===== Provided records

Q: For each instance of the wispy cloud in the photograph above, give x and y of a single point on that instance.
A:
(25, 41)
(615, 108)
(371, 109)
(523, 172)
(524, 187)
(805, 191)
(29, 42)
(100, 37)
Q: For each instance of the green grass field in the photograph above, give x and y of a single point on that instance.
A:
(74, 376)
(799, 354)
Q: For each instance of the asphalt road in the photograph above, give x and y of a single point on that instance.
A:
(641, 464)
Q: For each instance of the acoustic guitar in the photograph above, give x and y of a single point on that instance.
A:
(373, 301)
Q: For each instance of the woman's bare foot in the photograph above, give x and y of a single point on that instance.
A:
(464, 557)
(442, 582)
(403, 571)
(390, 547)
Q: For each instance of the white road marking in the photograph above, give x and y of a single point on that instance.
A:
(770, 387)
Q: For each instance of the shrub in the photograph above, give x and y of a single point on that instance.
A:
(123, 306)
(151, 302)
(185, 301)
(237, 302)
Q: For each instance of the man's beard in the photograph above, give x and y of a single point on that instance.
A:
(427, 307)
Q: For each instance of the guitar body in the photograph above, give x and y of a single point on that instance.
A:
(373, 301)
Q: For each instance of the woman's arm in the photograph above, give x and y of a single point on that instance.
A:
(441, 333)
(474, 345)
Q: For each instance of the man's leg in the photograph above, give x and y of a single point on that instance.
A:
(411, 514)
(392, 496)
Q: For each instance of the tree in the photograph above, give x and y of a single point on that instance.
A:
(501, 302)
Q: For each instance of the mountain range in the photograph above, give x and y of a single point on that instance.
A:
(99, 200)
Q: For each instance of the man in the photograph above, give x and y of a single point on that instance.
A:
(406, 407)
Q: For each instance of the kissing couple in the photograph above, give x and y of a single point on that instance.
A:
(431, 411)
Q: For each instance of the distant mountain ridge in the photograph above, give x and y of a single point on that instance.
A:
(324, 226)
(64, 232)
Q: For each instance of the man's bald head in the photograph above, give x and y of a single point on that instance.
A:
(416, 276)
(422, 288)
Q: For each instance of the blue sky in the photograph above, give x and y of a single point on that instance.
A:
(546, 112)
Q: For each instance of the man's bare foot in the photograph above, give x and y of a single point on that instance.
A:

==========

§ The request
Every entry must be output again, exactly as written above.

§ Solved problem
Q: For each instance of the wispy cloud in the photograph above, give x and y of a single point on that instance.
A:
(25, 41)
(615, 108)
(371, 109)
(523, 172)
(524, 187)
(805, 191)
(29, 42)
(100, 37)
Q: For each instance of the green grass field in the photograph above, give x and y of a single point on that instance.
A:
(74, 376)
(799, 354)
Q: For each instance of the asphalt road in the photograph above, give x and y of a single point on that instance.
A:
(641, 464)
Q: For each instance of the acoustic guitar in the photograph above, give x and y of a single point on that instance.
A:
(373, 301)
Q: For each instance of the woman's bare foot in the photograph above, give x and y of a single point on that instance.
A:
(464, 557)
(442, 582)
(403, 571)
(390, 547)
Q: For each instance of the white road marking in the photograph above, give x and y of a single point on that instance.
A:
(770, 387)
Q: For each instance of the shrub in the photograph above, give x and y of a single point on that instance.
A:
(123, 306)
(151, 302)
(185, 301)
(237, 302)
Q: For each instance of the man's beard in the photograph above, give x and y of a single point on that instance.
A:
(427, 307)
Q: For each instance of the guitar body in the photograph above, give x and y of a single point on that instance.
A:
(373, 301)
Q: For each instance of the woman's arm in the photograph above, give x and y of a single point on that instance.
A:
(441, 333)
(474, 345)
Q: For each instance of the man's leg in the photograph above, give x and y of a single point on that instance.
A:
(411, 514)
(392, 496)
Q: For each instance of the tree in the photograph above, give x and y of a single point on that instance.
A:
(501, 302)
Q: For each instance of the mountain range in the photograph above, give x and y of a single point on that instance.
A:
(99, 200)
Q: For each instance of the man in the photograph above, give x and y of a single point on that instance.
A:
(406, 407)
Q: For each instance of the kissing couple in the photograph above, give x and y of a single point on that instance.
A:
(431, 411)
Q: For each instance of the distant mountain ridge in the photograph above, give x and y of a single point on that instance.
A:
(324, 226)
(64, 232)
Q: For each instance of the man's bald head in the photograph above, give x and y of a single point on that instance.
A:
(416, 276)
(422, 288)
Q: For each instance of the blue sky in the photograph above, give x and y of a single point on that instance.
A:
(546, 112)
Q: For each instance of the man's bare foot in the photograph above, give x and y of a single point on that instance.
A:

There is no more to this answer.